What this task involves –
Starting with the line with "Robotic grasping planner here. I need to pick up the building" and going on through the line with "0,157,164,223", copy those listing lines with "white facade" changed to "pale facade" and everything else left the same.

Exercise input –

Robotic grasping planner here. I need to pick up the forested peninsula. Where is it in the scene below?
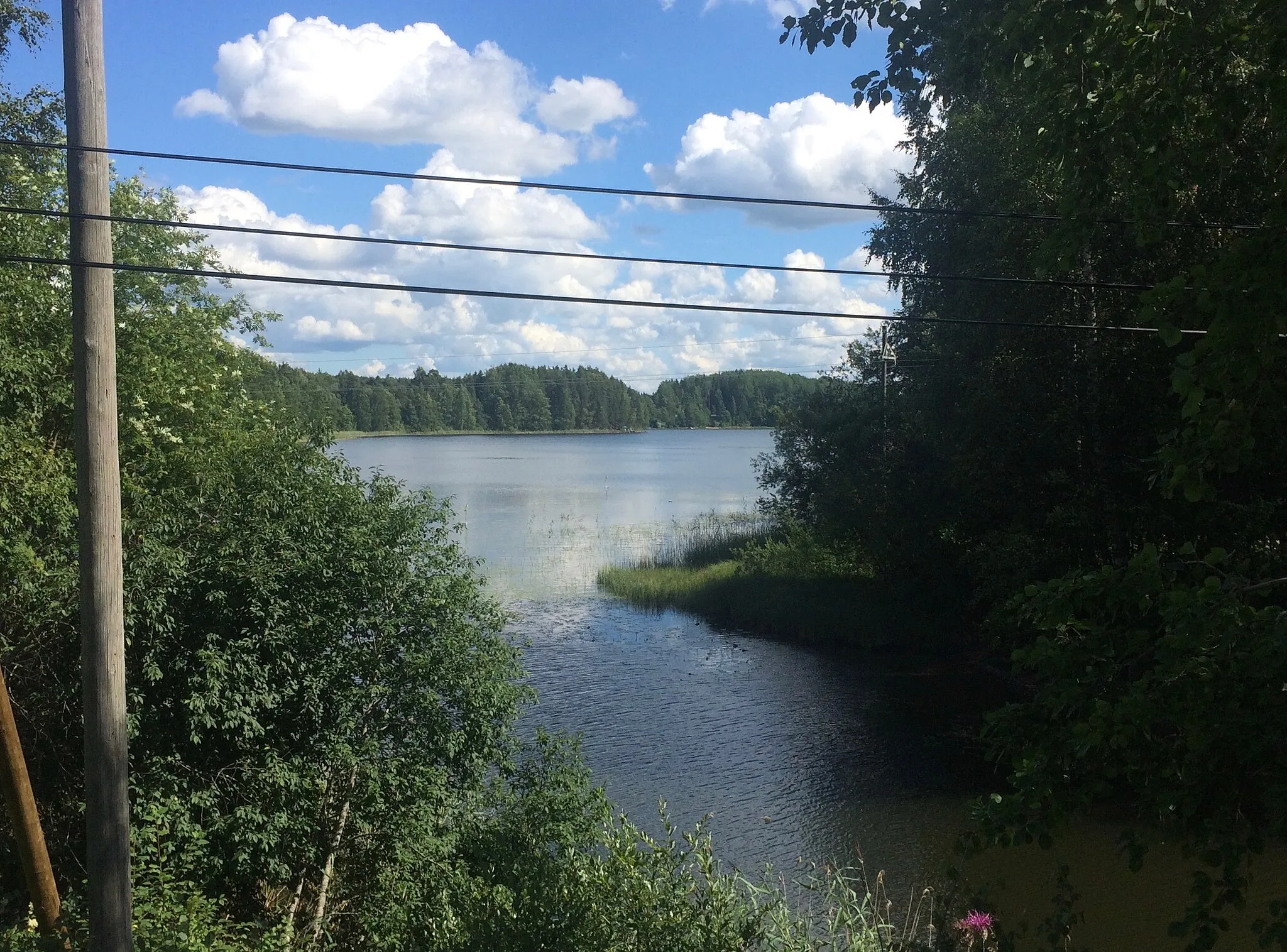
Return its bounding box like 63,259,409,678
247,363,819,434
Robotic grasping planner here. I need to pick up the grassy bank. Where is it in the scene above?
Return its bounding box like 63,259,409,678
597,517,954,650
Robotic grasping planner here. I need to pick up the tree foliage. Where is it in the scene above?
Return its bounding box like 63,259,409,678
766,0,1287,948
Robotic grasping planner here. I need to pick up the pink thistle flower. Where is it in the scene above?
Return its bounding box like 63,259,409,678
953,909,995,939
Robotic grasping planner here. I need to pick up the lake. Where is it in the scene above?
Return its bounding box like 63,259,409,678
339,430,1271,951
341,430,972,888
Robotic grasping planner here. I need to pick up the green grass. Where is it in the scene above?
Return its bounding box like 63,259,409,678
597,560,931,648
596,513,945,650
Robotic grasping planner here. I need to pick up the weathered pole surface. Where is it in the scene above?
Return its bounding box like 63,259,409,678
0,670,60,933
63,0,133,952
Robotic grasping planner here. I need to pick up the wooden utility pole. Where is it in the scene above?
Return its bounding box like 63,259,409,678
63,0,133,952
880,322,889,454
0,672,60,934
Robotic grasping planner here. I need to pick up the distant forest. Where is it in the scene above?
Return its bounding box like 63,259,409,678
247,364,823,434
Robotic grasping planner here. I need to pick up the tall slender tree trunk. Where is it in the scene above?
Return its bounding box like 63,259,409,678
313,764,358,942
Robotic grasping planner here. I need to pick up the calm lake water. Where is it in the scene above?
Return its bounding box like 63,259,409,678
339,430,1252,952
340,430,969,888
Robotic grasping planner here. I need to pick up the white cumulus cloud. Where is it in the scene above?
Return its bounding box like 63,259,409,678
645,92,911,227
537,76,636,133
175,13,635,173
177,176,894,378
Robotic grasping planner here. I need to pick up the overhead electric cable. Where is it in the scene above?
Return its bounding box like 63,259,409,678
0,205,1153,291
0,138,1260,230
0,254,1206,334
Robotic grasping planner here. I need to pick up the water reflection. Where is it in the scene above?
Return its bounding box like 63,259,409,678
341,431,974,887
340,431,1287,952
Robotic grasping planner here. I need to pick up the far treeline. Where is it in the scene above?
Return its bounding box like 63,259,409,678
247,364,819,434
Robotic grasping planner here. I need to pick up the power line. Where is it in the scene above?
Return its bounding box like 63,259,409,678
0,206,1153,291
0,254,1206,334
0,138,1260,230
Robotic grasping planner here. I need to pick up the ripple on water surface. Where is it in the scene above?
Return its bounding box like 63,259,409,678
513,598,963,885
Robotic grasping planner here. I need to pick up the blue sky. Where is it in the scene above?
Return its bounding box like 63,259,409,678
5,0,909,390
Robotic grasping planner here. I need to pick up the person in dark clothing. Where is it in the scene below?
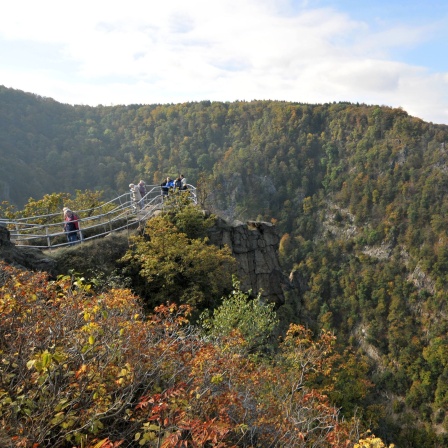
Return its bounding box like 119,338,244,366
138,180,146,208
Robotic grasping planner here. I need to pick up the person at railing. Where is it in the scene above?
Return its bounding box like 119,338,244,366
174,176,182,191
138,180,146,208
160,177,174,196
62,207,79,246
180,174,188,190
129,184,143,211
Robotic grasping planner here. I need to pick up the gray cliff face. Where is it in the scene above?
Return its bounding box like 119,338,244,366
0,218,298,307
208,218,294,306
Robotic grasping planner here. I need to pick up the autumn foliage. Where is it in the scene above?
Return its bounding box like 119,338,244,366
0,265,384,448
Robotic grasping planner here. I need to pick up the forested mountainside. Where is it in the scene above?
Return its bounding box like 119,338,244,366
0,87,448,447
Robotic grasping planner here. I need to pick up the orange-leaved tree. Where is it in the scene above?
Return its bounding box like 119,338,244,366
0,264,384,448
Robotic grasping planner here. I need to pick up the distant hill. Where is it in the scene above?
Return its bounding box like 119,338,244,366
0,87,448,447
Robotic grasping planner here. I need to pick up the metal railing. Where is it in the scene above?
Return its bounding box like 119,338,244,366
0,185,197,249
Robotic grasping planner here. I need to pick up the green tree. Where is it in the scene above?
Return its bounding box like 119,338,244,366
201,277,278,352
122,215,235,310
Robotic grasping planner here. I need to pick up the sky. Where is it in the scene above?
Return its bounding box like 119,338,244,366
0,0,448,124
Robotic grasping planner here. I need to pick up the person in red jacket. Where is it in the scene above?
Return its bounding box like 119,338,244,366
63,207,79,246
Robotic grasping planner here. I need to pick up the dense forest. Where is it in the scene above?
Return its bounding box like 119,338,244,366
0,87,448,447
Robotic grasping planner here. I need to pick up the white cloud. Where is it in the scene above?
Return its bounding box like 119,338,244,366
0,0,448,123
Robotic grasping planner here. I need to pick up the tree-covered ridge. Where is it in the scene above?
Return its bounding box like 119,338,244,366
0,89,448,447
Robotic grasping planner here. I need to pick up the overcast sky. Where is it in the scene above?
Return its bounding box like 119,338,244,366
0,0,448,124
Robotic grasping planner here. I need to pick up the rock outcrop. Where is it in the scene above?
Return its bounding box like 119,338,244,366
0,214,298,307
209,218,294,306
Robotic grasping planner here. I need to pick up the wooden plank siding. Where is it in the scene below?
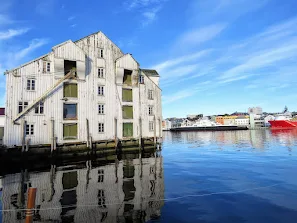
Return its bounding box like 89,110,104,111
3,32,162,147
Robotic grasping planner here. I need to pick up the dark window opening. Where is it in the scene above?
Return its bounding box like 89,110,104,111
123,123,133,137
63,124,77,140
64,83,78,98
123,106,133,119
35,102,44,114
123,70,132,86
64,60,76,75
63,104,77,120
122,89,133,102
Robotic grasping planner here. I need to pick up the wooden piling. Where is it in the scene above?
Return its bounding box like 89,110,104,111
139,118,142,148
86,119,90,148
22,120,27,152
154,115,157,146
114,118,118,149
26,188,37,223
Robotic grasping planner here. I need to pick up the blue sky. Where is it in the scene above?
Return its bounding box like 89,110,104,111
0,0,297,118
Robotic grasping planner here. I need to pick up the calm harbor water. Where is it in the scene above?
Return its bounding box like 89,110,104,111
0,130,297,223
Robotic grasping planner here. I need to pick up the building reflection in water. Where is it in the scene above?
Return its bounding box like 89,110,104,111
164,129,297,150
2,153,164,223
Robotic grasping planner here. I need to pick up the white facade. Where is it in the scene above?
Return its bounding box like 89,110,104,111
248,107,263,115
4,32,162,147
0,157,164,223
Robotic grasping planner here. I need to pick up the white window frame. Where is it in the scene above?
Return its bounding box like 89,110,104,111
148,90,154,100
98,104,105,115
149,121,155,132
98,122,105,133
98,48,104,58
27,78,36,91
98,67,105,78
18,101,29,114
98,85,104,96
25,124,34,136
43,61,51,73
148,105,154,115
35,101,44,115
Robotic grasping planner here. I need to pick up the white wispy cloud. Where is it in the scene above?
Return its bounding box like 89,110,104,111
123,0,168,27
35,0,55,16
68,16,75,21
124,0,163,10
152,49,212,72
0,28,29,40
0,14,14,26
176,23,227,47
14,39,49,61
142,7,161,26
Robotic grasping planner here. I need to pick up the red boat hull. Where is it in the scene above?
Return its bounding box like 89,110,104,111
269,120,297,129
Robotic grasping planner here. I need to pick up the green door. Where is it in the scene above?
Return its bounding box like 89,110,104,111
63,124,77,139
0,127,4,140
123,123,133,137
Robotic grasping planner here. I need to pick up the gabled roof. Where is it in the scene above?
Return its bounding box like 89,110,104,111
141,69,160,77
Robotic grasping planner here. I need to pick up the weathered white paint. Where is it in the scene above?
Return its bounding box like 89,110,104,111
4,32,162,147
0,115,5,127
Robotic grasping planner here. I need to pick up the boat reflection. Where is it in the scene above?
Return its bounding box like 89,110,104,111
2,152,164,223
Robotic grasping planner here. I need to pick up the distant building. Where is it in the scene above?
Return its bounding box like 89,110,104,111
187,114,203,120
235,116,250,126
162,119,171,131
264,115,275,126
0,108,5,145
248,107,263,115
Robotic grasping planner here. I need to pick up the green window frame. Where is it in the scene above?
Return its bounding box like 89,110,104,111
122,89,133,102
64,83,78,98
123,123,133,137
63,123,77,140
123,106,133,119
123,70,132,86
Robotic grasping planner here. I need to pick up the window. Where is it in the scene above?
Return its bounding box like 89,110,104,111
123,106,133,119
27,79,35,91
98,170,104,183
123,70,132,86
148,90,154,100
19,101,28,113
98,190,106,208
98,86,104,96
43,61,51,73
149,122,154,131
123,123,133,137
139,75,144,84
35,101,44,114
98,123,104,133
64,83,78,98
26,124,34,136
98,68,104,78
98,104,104,114
63,124,77,140
149,106,153,115
63,104,77,119
98,49,103,58
122,89,133,102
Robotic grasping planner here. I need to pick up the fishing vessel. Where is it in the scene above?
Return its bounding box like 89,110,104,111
170,119,248,131
268,107,297,129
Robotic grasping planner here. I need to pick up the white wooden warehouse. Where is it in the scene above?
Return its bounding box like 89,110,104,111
4,32,162,147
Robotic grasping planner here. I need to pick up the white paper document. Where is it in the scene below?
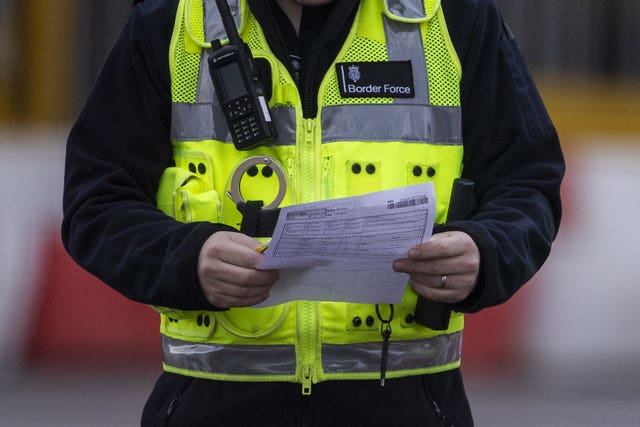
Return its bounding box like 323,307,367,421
258,183,436,307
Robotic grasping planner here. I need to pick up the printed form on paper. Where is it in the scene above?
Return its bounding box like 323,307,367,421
256,182,436,307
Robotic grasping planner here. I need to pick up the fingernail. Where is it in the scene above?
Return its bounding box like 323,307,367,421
393,261,407,271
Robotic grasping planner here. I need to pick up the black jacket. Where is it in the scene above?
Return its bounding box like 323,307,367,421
62,0,564,312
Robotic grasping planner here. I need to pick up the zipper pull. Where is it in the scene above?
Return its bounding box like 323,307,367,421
302,365,312,396
376,304,394,387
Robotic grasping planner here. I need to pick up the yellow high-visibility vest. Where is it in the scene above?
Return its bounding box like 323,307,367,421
157,0,463,393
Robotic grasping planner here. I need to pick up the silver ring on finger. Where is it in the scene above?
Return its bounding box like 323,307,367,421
440,274,447,289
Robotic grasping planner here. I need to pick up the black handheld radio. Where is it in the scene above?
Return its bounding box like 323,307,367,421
209,0,276,150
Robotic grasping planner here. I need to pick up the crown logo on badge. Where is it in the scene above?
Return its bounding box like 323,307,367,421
348,65,362,83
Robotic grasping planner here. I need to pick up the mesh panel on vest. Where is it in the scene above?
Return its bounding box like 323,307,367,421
424,16,460,106
171,3,204,103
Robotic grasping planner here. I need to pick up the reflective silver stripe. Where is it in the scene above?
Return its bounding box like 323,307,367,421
162,335,296,375
384,16,429,104
162,332,462,375
385,0,427,19
203,0,241,42
171,102,462,146
322,104,462,145
171,102,296,146
322,332,462,374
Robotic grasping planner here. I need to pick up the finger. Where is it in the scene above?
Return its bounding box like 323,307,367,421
408,232,468,261
200,282,270,308
409,275,473,304
203,232,264,268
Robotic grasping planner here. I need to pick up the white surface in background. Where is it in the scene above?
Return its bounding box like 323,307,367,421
0,129,66,378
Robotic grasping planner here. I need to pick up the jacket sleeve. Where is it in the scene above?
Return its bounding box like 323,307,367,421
441,0,565,312
62,0,232,309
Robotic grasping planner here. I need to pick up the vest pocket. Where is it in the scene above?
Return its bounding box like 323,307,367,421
216,304,289,338
157,167,220,222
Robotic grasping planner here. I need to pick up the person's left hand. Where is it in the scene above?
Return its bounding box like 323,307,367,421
393,231,480,303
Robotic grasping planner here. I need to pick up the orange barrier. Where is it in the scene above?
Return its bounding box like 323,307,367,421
27,233,161,367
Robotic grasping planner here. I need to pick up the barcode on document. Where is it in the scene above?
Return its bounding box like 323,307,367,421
387,195,429,209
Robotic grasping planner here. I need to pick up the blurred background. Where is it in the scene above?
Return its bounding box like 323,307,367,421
0,0,640,426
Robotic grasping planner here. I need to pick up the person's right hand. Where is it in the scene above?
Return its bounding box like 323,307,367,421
198,231,280,308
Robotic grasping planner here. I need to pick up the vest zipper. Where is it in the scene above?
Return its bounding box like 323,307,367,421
296,301,321,396
298,119,319,203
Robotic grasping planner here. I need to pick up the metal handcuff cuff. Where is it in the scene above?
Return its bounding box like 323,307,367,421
226,155,287,237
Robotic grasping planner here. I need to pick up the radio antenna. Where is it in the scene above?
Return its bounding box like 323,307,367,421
216,0,243,46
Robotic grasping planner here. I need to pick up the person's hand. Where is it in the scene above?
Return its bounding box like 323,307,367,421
198,231,279,308
393,231,480,303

Result for this task –
Robotic grasping planner here. I need to pick up the building reflection in water. Where is it in the scene above?
Return its bounding box like 89,110,104,111
164,129,297,150
2,153,164,223
Robotic grasping planner here. I need to pick up the pale facade. Where is it in the scene above?
Return its bounding box like 89,110,104,111
248,107,263,115
4,32,162,147
0,157,164,223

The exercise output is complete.